_REQUIRED WORK_
1. In the source excerpt on finding one's place, condense the paragraph beginning "Sometimes we know what we want" into a short bulleted list that keeps its main points.
2. Proceed with the source excerpt on finding one's place, continuing it from the point where it stops.

_SOURCE EXCERPT_
——————————

It’s tricky sometimes, isn’t it?

Trying to find our place on this planet. Tapping into our inner desires.

Sometimes we know what we want but not how to get there. Sometimes we know “this isn’t me”, but we have no clue who “me” is. And sometimes we think we’re already there, then something out of the blue happens and we realize, this isn’t me at all.

At each stage, there are pitfalls that can keep us looking in the wrong direction, stuck in fear, or stressed about how to move forward.

I know, We’ve all been back and forth through all of them.

And just when we’re ready to quit, we’re closer than we know. There’s an old Chinese saying that I think is really true. It goes like this:

“The Temptation to Quit Will Be The Greatest Just Before You Are About To Succeed”

And even though we may realize that we are at a point in our lives where it’s about all or nothing, now or never, and at these moments, the questions and doubts are just so strong, tricking us into believing that we are not capable.

——————————

_Excerpts of location labeling data_
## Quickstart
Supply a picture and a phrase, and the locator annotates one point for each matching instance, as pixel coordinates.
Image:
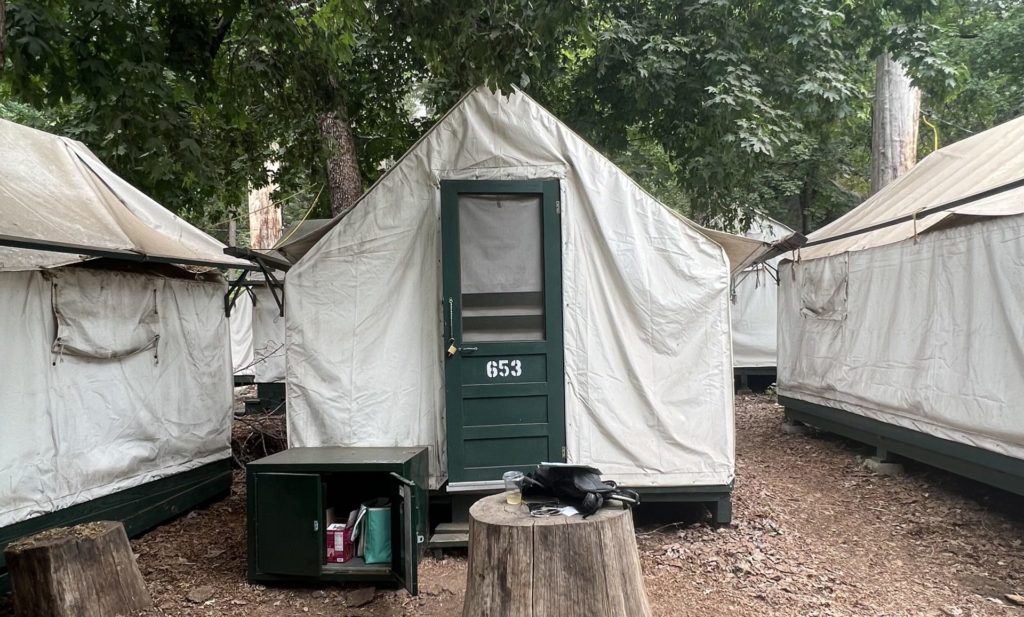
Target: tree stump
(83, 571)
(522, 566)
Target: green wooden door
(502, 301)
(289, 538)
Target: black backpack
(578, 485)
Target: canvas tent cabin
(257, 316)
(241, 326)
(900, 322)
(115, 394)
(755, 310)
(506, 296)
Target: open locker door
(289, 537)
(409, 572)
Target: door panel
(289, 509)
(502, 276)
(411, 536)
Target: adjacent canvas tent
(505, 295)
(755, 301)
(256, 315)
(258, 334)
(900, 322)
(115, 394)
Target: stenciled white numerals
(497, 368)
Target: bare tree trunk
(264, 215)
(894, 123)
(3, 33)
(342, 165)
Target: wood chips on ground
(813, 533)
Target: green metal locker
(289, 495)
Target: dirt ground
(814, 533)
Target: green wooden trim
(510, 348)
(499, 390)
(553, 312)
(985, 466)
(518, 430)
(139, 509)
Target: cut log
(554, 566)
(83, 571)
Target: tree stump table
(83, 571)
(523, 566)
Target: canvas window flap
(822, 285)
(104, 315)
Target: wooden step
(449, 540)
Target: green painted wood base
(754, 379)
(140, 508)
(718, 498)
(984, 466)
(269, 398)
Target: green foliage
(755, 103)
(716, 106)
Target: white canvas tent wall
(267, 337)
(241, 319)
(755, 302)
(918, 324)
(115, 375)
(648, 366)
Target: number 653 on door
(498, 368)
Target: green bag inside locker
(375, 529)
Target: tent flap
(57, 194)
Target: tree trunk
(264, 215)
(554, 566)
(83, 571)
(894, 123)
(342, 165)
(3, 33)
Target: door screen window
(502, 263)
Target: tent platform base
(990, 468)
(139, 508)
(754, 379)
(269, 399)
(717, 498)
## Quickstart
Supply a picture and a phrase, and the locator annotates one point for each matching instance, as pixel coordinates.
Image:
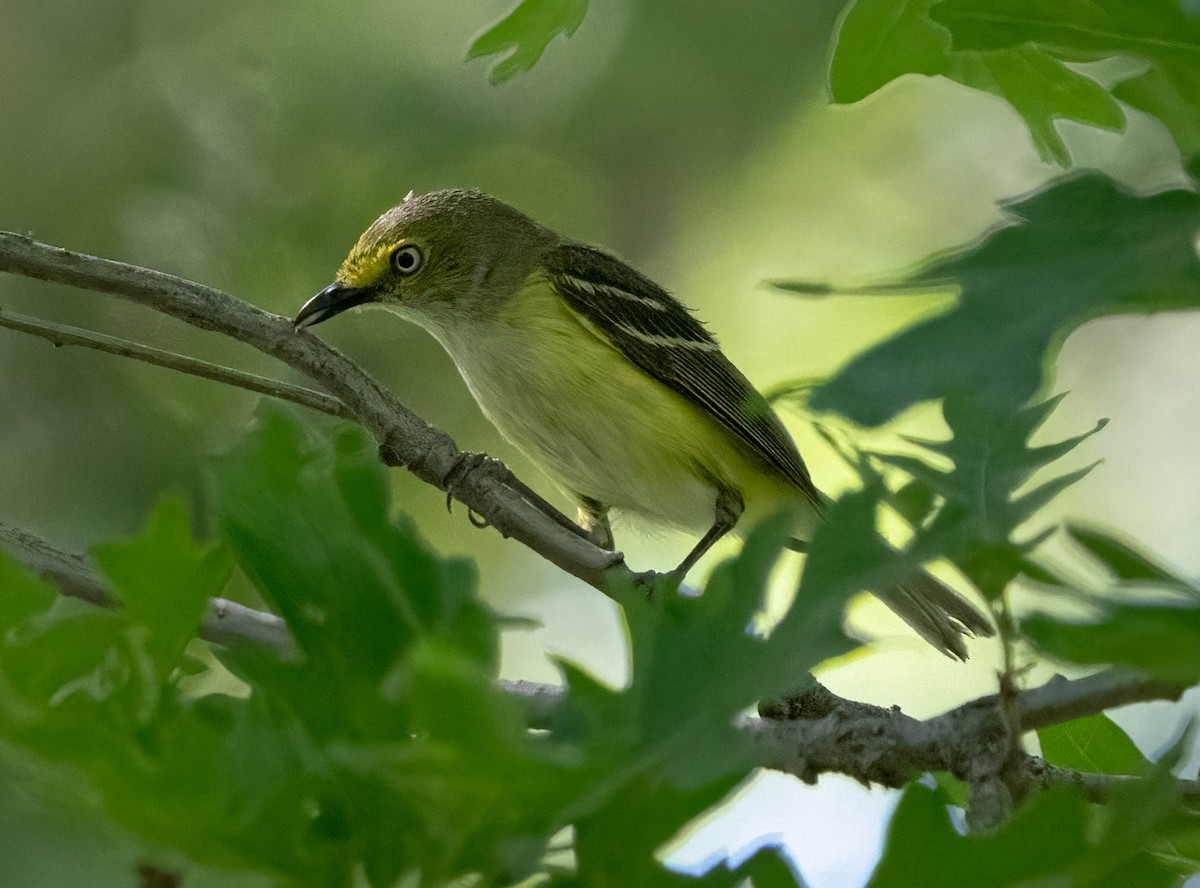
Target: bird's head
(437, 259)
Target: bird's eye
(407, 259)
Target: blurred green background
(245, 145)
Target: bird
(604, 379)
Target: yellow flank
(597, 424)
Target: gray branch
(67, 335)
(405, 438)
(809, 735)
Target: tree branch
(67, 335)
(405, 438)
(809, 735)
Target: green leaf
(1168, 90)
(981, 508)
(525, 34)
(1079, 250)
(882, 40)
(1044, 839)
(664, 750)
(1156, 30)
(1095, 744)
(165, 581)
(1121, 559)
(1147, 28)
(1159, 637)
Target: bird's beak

——————————

_RESULTS FOR THE EXERCISE_
1.
- We may know what we want but not how to reach it.
- We may know something is not us without knowing who we are.
- We may think we have arrived until something unexpected shows us we have not.

2.
These are the days when we need something to lift us up and help us keep going because we just cannot pretend that our dreams don’t exist or they don’t matter.

Through it all, I would like to share 5 simple laws to help you navigate the ups and downs of discovering and following your dreams.

1. Break the Big Goals Down into Smaller Steps

Tiny steps in the direction of the goal are still steps in that direction. There is a real magic to be found in connecting the steps together consistently.

Big goals are fine as a guiding star, but they need to be supported with smaller steps. Wishful thinking will not make it happen!

Want to write a book? Get started by developing a regular writing habit. Maybe try an example of writing one line a day to get that done or try something else that works. Whatever the objective is, developing a regular practice will help get us closer to it.

Take up small steps every day that support this happening and that keep you accountable, while still being achievable. Commit to this and watch amazing things happen.

2. Learn the difference between an inner desire and unhelpful mind talk.

Most of us know the value of listening to our intuition. But it’s confusing sometimes.

The limitations we perceive are put in place by us and only us. Silencing the critical voices of others and that critical voice within will allow you to get in touch with your desires and the possibilities of achieving them.

It is the “impossible” that stretches us, shows us what we can become, and aids in the formation of who we are meant to be.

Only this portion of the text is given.